In the Event Follow-up section of the inspection report text below, list each report, notification, regulation, and procedure cited by a number or code.

▸ **TEXT PASSAGE**:
◇ ◇ ◇ ◇ ◇

Section 1R13 describes a finding that involved inadequate problem resolution for failure to correct a condition adverse to quality that should have been identified by the licensee based on internal and external operating experience and NRC Generic Communications.

4OA3 Event Follow-up

1. Unit 1 Reactor Trip Caused by Procedural Error

a. Inspection Scope

On November 13, 2003, at 11:35 a.m., Unit 1 automatically tripped from 100 percent power. A procedural error caused a turbine trip, which resulted in an automatic reactor trip (CR 03-11523). The inspectors evaluated the response of plant equipment and mitigating systems following the trip, as well as operator actions including communications, use of emergency operating procedures, and their efforts to stabilize the plant to a safe shutdown condition. The inspectors also reviewed various instrument responses and sequence of events reports, and interviewed various plant personnel.

The inspectors verified the reactor trip was properly reported (Event Notification#40320)in accordance with 10 CFR 50.72.

The inspectors assessed the licensees restart preparation to determine whether station personnel properly evaluated plant readiness for safe restart in accordance with 1/2-ADM-0703, Rev. 0, Event Review. The Event Review Team (ERT) concluded that the reactor trip was caused by the failure of plant personnel to utilize self-checking and peer checks that led to a failure to follow a surveillance procedure, and subsequently resulted in the unit trip. The inspectors verified that the licensees decision to restart was consistent with the measures taken and in accordance with attributes contained in 1/2-ADM-0703.

b. Findings

Introduction.

A self-revealing finding was identified of very low safety significance (Green) regarding the failure to properly implement a maintenance surveillance procedure that resulted in an unplanned Unit 1 reactor trip. This finding represented a human performance error in the execution of the surveillance. This finding was of very low safety significance because of its short duration and the issue did not impact the operation of mitigating equipment.

Description.

On November 13, with the plant at 100 percent power, technicians were performing Unit 1 reactor trip breaker testing in accordance with 1MSP-1.05-I, Rev. 20, Solid State Protection System Train B Bi-Monthly Test. The procedure step immediately prior to the event involved the measurement of resistance across the reactor trip bypass breaker contact. While attempting to measure this resistance, the technicians mistakenly placed the digital voltmeter across the reactor trip breaker contact. Since the meter was set to the ohms scale, a current flow path across the normally open contact was created and completed a circuit which tripped the main turbine. The normal function of this circuit is to ensure a turbine trip following a reactor trip. Since reactor power was above 49 percent, an automatic reactor trip signal was generated.

◇ ◇ ◇ ◇ ◇

▸ **EXCERPTED DATA**:
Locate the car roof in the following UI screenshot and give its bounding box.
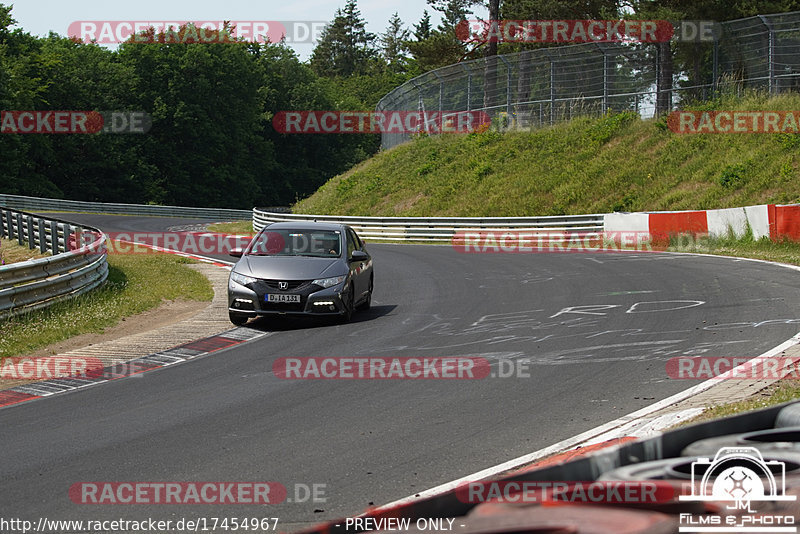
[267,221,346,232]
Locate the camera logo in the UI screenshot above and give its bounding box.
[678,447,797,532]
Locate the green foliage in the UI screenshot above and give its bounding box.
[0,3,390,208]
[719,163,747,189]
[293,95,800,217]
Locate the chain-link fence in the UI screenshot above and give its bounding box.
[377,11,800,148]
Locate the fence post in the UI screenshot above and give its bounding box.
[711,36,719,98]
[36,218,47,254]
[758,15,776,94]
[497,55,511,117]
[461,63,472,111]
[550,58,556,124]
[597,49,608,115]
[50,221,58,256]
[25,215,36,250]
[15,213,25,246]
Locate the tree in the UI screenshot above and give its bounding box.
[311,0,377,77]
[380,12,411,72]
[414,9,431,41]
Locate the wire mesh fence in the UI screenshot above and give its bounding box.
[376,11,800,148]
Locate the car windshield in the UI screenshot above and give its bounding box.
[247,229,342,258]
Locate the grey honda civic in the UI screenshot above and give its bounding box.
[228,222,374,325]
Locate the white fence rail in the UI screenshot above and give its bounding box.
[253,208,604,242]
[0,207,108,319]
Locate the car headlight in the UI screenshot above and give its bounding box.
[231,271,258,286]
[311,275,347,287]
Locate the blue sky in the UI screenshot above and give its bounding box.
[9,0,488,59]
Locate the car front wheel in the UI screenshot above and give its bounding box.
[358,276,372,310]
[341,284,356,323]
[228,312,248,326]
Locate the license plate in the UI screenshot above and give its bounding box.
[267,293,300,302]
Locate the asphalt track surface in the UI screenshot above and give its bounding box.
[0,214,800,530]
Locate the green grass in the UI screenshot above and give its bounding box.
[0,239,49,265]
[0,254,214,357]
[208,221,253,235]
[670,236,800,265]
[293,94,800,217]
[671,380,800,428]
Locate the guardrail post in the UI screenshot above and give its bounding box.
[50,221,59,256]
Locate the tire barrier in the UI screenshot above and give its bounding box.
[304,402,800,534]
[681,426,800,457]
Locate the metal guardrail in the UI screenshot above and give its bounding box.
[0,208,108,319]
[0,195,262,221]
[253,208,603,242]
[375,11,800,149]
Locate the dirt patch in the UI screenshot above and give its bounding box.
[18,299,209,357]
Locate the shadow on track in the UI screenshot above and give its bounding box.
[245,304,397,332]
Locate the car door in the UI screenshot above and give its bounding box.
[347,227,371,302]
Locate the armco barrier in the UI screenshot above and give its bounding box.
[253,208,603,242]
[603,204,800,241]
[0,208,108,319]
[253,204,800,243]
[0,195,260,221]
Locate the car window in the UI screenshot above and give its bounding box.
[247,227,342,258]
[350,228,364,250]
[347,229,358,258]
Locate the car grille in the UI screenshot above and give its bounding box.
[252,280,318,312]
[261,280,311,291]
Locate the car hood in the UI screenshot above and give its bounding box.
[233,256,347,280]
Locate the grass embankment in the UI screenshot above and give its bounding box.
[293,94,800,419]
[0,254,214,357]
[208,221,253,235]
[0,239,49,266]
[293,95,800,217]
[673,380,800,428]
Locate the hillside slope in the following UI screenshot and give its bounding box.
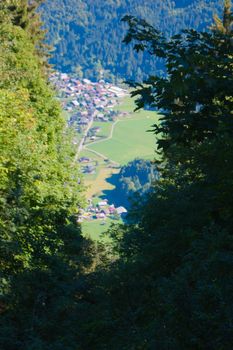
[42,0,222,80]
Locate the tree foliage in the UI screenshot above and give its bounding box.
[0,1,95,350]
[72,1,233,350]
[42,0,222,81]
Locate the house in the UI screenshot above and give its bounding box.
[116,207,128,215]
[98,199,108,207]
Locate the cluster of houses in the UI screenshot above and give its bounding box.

◇ ◇ ◇ ◇ ◇

▸ **RESPONSE FOR THIS EXERCISE**:
- CR 03-11523
- Event Notification #40320
- 10 CFR 50.72
- 1/2-ADM-0703, Rev. 0, Event Review
- 1MSP-1.05-I, Rev. 20, Solid State Protection System Train B Bi-Monthly Test